== Problem to work on ==
Reproduce, without alteration, the portion of the items that begins with the line containing "green uniform shirt." and ends with the line containing "[656,260,681,283]", including both of those lines and nothing else.

== Records provided ==
--------------------------------------------------

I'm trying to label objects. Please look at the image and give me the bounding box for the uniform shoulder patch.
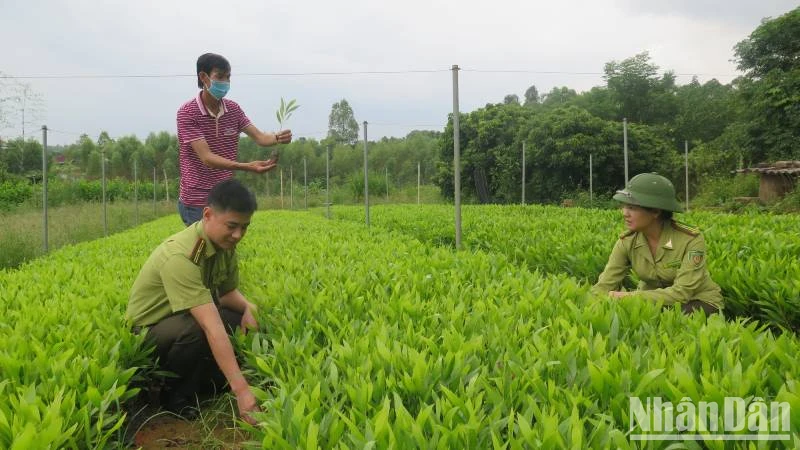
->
[689,250,706,267]
[672,220,700,236]
[189,237,206,264]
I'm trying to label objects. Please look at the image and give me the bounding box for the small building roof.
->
[731,161,800,175]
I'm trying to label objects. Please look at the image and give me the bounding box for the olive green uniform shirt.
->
[592,221,722,309]
[126,220,239,326]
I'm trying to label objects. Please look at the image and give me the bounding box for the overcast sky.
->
[0,0,797,144]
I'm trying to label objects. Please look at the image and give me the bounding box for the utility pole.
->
[364,120,369,226]
[451,64,461,250]
[622,117,628,188]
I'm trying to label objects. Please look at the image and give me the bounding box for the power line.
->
[0,68,738,80]
[461,69,738,77]
[0,69,450,80]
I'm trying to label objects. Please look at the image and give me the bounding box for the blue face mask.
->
[208,80,231,100]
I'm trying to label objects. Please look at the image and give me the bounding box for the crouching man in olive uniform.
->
[126,179,258,421]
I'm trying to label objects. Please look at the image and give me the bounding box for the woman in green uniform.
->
[592,173,722,314]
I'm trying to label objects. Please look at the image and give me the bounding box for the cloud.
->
[0,0,793,143]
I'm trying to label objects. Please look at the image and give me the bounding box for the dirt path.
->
[133,413,247,450]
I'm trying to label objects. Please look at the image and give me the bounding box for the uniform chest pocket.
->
[656,260,681,283]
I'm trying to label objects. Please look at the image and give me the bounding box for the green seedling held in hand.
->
[270,97,300,161]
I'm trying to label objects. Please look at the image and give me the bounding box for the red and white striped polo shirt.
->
[178,91,250,206]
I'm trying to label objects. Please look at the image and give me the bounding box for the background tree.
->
[735,7,800,162]
[541,86,578,107]
[503,94,519,105]
[328,99,359,145]
[524,85,539,106]
[604,52,677,125]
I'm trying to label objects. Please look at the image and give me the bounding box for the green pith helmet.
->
[614,173,683,212]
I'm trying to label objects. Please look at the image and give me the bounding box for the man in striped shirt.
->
[178,53,292,226]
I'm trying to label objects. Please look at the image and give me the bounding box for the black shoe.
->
[164,392,200,420]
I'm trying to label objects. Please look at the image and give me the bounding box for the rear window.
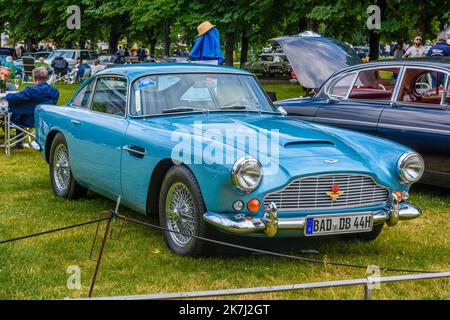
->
[349,68,400,100]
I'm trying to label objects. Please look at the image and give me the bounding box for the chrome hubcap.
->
[166,182,196,247]
[53,144,71,191]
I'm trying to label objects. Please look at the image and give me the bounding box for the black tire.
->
[342,223,384,242]
[159,165,214,257]
[49,133,87,200]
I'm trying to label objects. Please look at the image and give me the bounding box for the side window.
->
[72,79,95,109]
[444,80,450,104]
[91,77,127,116]
[349,68,400,100]
[328,73,356,98]
[398,68,447,104]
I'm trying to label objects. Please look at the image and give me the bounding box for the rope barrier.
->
[116,214,440,273]
[0,210,440,273]
[0,217,110,244]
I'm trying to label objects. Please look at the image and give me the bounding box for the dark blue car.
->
[276,33,450,187]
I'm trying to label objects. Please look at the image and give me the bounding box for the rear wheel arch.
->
[45,130,64,163]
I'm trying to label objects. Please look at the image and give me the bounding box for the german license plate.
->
[305,213,373,236]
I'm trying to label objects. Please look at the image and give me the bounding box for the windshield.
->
[131,74,274,116]
[48,51,75,59]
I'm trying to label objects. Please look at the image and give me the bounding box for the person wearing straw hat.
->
[189,21,225,64]
[403,36,426,58]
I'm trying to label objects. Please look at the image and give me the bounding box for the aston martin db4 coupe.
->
[36,64,424,256]
[276,36,450,188]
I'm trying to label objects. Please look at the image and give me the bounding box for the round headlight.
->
[398,153,425,183]
[231,157,263,192]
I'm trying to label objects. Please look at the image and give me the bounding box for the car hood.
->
[144,113,364,159]
[273,35,361,89]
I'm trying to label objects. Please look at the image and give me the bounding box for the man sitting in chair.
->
[5,68,59,147]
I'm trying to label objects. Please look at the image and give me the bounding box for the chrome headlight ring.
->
[231,157,263,192]
[397,152,425,184]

--------------------------------------------------

== Task response ==
I'm trying to label objects. Please look at the image and give me the bounding box for the olive green uniform shirt.
->
[592,221,722,309]
[126,220,239,326]
I'm trying to label objects. Please look at the image and give me the bounding box for the overcast sky.
->
[0,0,797,144]
I'm trying to label objects. Please look at the image and give me the bounding box for the utility pole.
->
[364,120,369,226]
[451,64,461,250]
[622,117,628,188]
I'm trying to label objects. Please look at the image and give me the bounding box for the power line.
->
[0,68,738,80]
[461,69,738,77]
[0,69,450,80]
I'm trying to label objects. Please look at the image and give me the bounding box for the blue face mask.
->
[208,80,231,100]
I'm trying to label objects. Please look at the image and give me the bounding box for the crouching man in olive uniform.
->
[126,179,258,421]
I'm trying to label objects. Please look at the image and give me the bounding box for the woman in green uniform.
->
[592,173,722,314]
I'm trying to label objects. Please look at the image and give me the bounding box for the cloud.
->
[0,0,793,143]
I'm trying to label objects. Please look at the image and give me the bounding box for the dirt path.
->
[133,413,247,450]
I'm trying to label objects. Please look at the image and give me the bounding box for the uniform chest pocket.
->
[656,260,681,283]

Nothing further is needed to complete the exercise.